- THE EXERCISE -
Each record is to be printed again precisely as it reads.

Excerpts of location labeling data
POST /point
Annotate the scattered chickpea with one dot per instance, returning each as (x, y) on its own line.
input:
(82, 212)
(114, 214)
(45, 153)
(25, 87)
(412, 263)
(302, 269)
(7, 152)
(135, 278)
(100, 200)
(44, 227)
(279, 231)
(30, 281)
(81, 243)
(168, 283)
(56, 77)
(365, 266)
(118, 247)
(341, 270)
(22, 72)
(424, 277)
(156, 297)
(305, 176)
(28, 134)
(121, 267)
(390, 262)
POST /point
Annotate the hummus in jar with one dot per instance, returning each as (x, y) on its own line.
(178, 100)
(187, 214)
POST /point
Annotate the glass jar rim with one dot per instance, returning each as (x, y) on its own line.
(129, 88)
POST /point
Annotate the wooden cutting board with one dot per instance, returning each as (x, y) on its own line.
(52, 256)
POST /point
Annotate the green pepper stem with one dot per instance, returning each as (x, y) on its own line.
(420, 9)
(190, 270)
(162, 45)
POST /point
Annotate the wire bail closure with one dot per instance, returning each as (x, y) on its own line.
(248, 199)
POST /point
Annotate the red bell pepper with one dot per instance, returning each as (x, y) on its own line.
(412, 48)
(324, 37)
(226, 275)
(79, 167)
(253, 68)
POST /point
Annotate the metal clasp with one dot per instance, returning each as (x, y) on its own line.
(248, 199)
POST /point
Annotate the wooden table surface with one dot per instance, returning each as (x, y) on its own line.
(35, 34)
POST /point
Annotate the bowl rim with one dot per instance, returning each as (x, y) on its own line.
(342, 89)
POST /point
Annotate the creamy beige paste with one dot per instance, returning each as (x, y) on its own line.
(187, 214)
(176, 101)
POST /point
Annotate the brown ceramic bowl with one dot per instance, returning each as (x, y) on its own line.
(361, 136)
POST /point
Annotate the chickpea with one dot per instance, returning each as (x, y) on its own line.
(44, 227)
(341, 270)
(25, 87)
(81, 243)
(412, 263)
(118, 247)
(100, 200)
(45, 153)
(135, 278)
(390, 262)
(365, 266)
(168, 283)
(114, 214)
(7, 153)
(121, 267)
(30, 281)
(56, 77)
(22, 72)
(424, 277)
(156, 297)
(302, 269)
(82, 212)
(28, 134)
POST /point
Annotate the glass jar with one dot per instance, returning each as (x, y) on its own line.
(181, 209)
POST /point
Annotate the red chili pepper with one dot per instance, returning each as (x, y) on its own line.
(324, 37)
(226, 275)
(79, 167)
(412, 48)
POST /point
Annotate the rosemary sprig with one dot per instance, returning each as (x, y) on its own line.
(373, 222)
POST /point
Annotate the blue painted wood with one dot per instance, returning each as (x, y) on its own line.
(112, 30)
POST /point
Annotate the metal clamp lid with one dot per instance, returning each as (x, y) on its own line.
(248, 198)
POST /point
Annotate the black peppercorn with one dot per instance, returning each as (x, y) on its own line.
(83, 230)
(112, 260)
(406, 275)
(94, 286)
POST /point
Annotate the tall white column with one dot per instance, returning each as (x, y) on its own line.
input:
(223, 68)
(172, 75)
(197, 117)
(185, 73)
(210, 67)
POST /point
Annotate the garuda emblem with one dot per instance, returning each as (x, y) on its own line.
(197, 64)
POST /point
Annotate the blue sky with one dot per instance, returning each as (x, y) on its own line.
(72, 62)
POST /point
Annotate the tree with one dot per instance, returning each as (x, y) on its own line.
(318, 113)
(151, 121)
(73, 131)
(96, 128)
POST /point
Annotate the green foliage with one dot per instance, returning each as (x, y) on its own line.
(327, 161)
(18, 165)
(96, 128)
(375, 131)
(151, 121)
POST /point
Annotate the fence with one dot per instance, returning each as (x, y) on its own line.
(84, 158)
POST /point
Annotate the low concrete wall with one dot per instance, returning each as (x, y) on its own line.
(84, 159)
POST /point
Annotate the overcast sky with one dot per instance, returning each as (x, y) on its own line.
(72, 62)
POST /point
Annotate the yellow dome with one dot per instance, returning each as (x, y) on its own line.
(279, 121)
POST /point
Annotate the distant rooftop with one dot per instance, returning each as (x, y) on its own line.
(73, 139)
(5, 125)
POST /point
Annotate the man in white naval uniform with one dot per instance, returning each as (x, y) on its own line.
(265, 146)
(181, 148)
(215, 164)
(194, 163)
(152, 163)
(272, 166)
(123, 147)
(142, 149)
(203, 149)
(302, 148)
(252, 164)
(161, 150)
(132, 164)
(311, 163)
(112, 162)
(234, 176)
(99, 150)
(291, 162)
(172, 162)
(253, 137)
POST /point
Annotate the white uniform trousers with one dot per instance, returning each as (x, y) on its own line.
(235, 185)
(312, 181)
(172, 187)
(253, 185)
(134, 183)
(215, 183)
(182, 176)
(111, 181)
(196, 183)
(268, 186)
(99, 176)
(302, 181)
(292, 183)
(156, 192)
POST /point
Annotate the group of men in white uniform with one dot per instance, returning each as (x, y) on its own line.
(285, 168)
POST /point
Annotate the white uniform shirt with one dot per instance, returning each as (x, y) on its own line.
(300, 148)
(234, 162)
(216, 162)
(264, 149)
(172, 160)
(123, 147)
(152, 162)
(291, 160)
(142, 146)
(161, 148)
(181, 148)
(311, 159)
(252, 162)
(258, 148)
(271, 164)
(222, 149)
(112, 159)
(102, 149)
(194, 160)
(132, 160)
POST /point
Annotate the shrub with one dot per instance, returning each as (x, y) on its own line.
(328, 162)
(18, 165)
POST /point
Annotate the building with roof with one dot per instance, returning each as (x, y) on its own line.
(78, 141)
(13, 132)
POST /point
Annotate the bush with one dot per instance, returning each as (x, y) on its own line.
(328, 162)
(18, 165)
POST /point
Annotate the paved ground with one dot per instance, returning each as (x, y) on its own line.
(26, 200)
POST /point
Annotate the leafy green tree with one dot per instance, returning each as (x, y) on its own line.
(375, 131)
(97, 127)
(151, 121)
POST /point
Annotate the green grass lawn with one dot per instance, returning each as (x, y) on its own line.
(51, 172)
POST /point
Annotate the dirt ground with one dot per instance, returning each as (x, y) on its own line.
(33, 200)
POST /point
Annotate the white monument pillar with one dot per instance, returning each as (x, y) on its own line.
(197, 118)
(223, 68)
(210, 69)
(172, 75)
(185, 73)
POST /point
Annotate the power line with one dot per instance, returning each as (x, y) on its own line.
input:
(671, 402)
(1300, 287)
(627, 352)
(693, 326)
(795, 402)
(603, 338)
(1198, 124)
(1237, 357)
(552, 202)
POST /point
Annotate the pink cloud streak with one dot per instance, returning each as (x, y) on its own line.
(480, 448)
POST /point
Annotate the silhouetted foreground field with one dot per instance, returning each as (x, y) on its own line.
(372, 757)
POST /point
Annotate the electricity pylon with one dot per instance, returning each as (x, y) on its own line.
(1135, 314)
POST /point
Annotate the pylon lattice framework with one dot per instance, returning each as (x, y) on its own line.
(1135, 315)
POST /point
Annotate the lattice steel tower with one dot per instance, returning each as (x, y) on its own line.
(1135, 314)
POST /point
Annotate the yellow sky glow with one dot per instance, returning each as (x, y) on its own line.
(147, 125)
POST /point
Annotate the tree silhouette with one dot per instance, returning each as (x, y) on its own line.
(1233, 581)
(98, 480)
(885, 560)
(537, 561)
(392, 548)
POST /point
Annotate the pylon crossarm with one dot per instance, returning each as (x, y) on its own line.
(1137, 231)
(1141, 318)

- FINISHED ANSWER -
POST /point
Annotate the scattered chickpea with one dot per instance, returning each as (x, y) on its own line.
input:
(82, 212)
(114, 214)
(45, 153)
(25, 87)
(412, 263)
(302, 269)
(7, 152)
(135, 278)
(100, 200)
(44, 227)
(279, 231)
(30, 281)
(81, 243)
(168, 283)
(56, 77)
(365, 266)
(118, 247)
(341, 270)
(22, 72)
(424, 277)
(156, 297)
(305, 176)
(28, 134)
(121, 267)
(390, 262)
POST /point
Annotate the hummus in jar with one dot per instance, returning each as (x, y) on its own line.
(178, 100)
(187, 214)
POST /point
Annotate the glass jar rim with one dot per instance, returning each as (x, y) on its own line.
(129, 88)
POST /point
Annotate the wooden cutting board with one dot per instance, returning each as (x, y) on its own line.
(52, 256)
POST /point
Annotate the green pepper stem with one dot per instance, returning each as (x, y) on its own line.
(420, 9)
(190, 270)
(162, 45)
POST /point
Annotate the wire bail closure with one dot per instance, returning each as (x, y) on its own line.
(248, 199)
POST /point
Annotate the red bell pepper with one dot per instance, returning each as (x, y) on its own line.
(412, 48)
(324, 37)
(226, 275)
(79, 167)
(253, 68)
POST /point
Annotate the metal clasp with one dot per instance, returning each as (x, y) on its own line.
(248, 199)
POST /point
Annotate the wooden table surface with one dot per instance, returning each as (x, y) on its own line.
(35, 34)
POST /point
Annotate the bowl rim with one dot per instance, returning each as (x, y) on its own line.
(342, 89)
POST /point
Annotate the creamy beige paste with one dot per instance, returning each as (x, y) on its own line.
(187, 214)
(176, 101)
POST /point
Annotate the brown ceramic bowl with one dot per instance, returning each as (x, y) on its own line.
(361, 136)
POST /point
Annotate the chickpea with one dot per instance, returning each as (x, y) on its own line.
(44, 227)
(341, 270)
(25, 87)
(81, 243)
(412, 263)
(118, 247)
(100, 200)
(45, 153)
(135, 278)
(390, 262)
(365, 266)
(168, 283)
(114, 214)
(7, 153)
(121, 267)
(30, 281)
(56, 77)
(22, 72)
(424, 277)
(156, 297)
(302, 269)
(82, 212)
(28, 134)
POST /point
Annotate the glass jar with one dot per instance, returning each as (x, y) on its own line.
(181, 209)
POST /point
Annotate the red chili pepper with one dot per instance, returning each as (x, y) on its own line.
(324, 37)
(226, 275)
(79, 167)
(412, 48)
POST /point
Annotate the rosemary sprig with one dot per instance, returning each as (x, y) on its own line.
(373, 222)
POST /point
Annotate the blue painted wood with one dot per instance, returning each as (x, y) on its own line.
(112, 30)
POST /point
Annotate the metal clamp lid with one dot per instance, returning each as (x, y) on its own line.
(248, 198)
POST /point
Annotate the black peppercorn with one dot per instance, returning each as (x, y) on its own line.
(83, 230)
(112, 260)
(406, 275)
(94, 286)
POST /point
Annotate the tall white column with one dot per instance, returning each as (x, y) on its own line.
input:
(223, 68)
(172, 75)
(197, 117)
(185, 73)
(210, 67)
POST /point
Annotate the garuda emblem with one dot per instance, returning each as (x, y) on its own line.
(197, 64)
POST /point
Annotate the blue sky with one dot per instance, returning each as (x, y) on its own line.
(72, 62)
POST /point
Annotate the tree with one dot per instance, returning each as (x, y) on its own line.
(318, 113)
(151, 121)
(73, 131)
(96, 128)
POST /point
Annotate the green foliage with one dot per instance, returning each as (x, y) on its own line.
(327, 161)
(18, 165)
(96, 128)
(375, 131)
(151, 121)
POST /point
Annotate the fence with one dot per instance, returning each as (x, y) on its own line.
(84, 158)
POST /point
Annotate the low concrete wall with one dot per instance, returning each as (x, y) on its own line.
(84, 159)
POST /point
Annotate the overcast sky with one dot per instance, returning each as (x, y) on its own line.
(72, 62)
POST /point
Annotate the yellow dome with one dot per instance, returning each as (x, y) on its own line.
(279, 121)
POST /point
Annotate the distant rooftop with one dot per instance, returning each as (x, y) on its own line.
(73, 139)
(5, 125)
POST /point
Annotate the man in white naval uniform with one dot per instance, returning each as (x, y) on its own line.
(265, 146)
(181, 148)
(215, 164)
(194, 163)
(152, 163)
(272, 166)
(123, 147)
(142, 149)
(203, 149)
(302, 148)
(252, 164)
(161, 150)
(132, 164)
(311, 163)
(112, 162)
(234, 176)
(99, 150)
(291, 162)
(172, 162)
(253, 137)
POST /point
Annotate the white uniform trousers with one dot per instance, returning each as (x, y) on its own line.
(235, 185)
(312, 181)
(172, 187)
(253, 185)
(134, 183)
(215, 183)
(182, 176)
(111, 181)
(196, 183)
(268, 186)
(99, 176)
(302, 181)
(292, 183)
(156, 192)
POST /point
Annotate the group of men in white uniform with one dot per instance, returning each as (x, y) on its own line.
(285, 168)
POST /point
Annotate the white uniform shirt with one dot per instance, returning each as (x, y) on its own line.
(300, 148)
(234, 162)
(216, 162)
(264, 149)
(172, 160)
(123, 147)
(152, 162)
(291, 160)
(142, 146)
(161, 148)
(181, 148)
(311, 159)
(252, 162)
(258, 148)
(271, 164)
(222, 149)
(112, 159)
(102, 149)
(194, 160)
(132, 160)
POST /point
Annotate the shrub with one dot per instance, returning each as (x, y) on its own line.
(328, 162)
(18, 165)
POST /point
Annotate the building with roof with one dot per instance, returning each as (x, y) on its own line.
(78, 141)
(13, 132)
POST /point
Annotate the bush with one dot per instance, returning each as (x, y) on its own line.
(328, 162)
(18, 165)
POST /point
Annotate the paved ground with one dot per instance, returning each as (x, y) on its own line.
(26, 200)
POST /point
Annotate the leafy green tree with one dot per instance, returning each as (x, y) on its own line.
(375, 131)
(97, 127)
(151, 121)
POST /point
Annotate the green grass lawn with one dot per instance, returning each as (x, y) on its own line.
(51, 172)
POST /point
Annotate the dirt ground with one dot per instance, returning each as (x, y) on its own line.
(33, 200)
POST /point
Annotate the white monument pillar with one dot per instance, returning each as (x, y) on its own line.
(197, 118)
(223, 68)
(210, 69)
(172, 75)
(185, 73)
POST /point
Annotate the power line with one dot per instance, returning each as (x, y) on its own line.
input:
(671, 402)
(1300, 287)
(627, 352)
(693, 326)
(795, 402)
(603, 338)
(1198, 124)
(1237, 357)
(552, 202)
POST /point
Annotate the pink cloud streak with one dot per instance, returning each as (x, y) on its own line.
(480, 448)
POST /point
Annotate the silhouetted foreground field with one dot per instance, returning each as (x, y) on its own line.
(372, 757)
POST /point
Annotate the electricity pylon with one dot per instance, returning each as (x, y) on its own line.
(1135, 314)
POST /point
Annotate the pylon lattice framework with one dot per instance, returning each as (x, y) on its own line.
(1135, 315)
POST /point
Annotate the lattice steel tower with one dot per instance, returning each as (x, y) on its own line.
(1135, 314)
POST /point
Annotate the yellow sky glow with one dot per instance, returning each as (x, y) on its own line.
(147, 125)
POST /point
Annotate the tree silhouette with one dot per instance, returning each as (x, y) on its own line.
(1233, 581)
(98, 480)
(885, 560)
(537, 561)
(392, 548)
POST /point
Annotate the pylon crossarm with one dot per instance, returning each as (x, y) on its own line.
(1137, 231)
(1141, 318)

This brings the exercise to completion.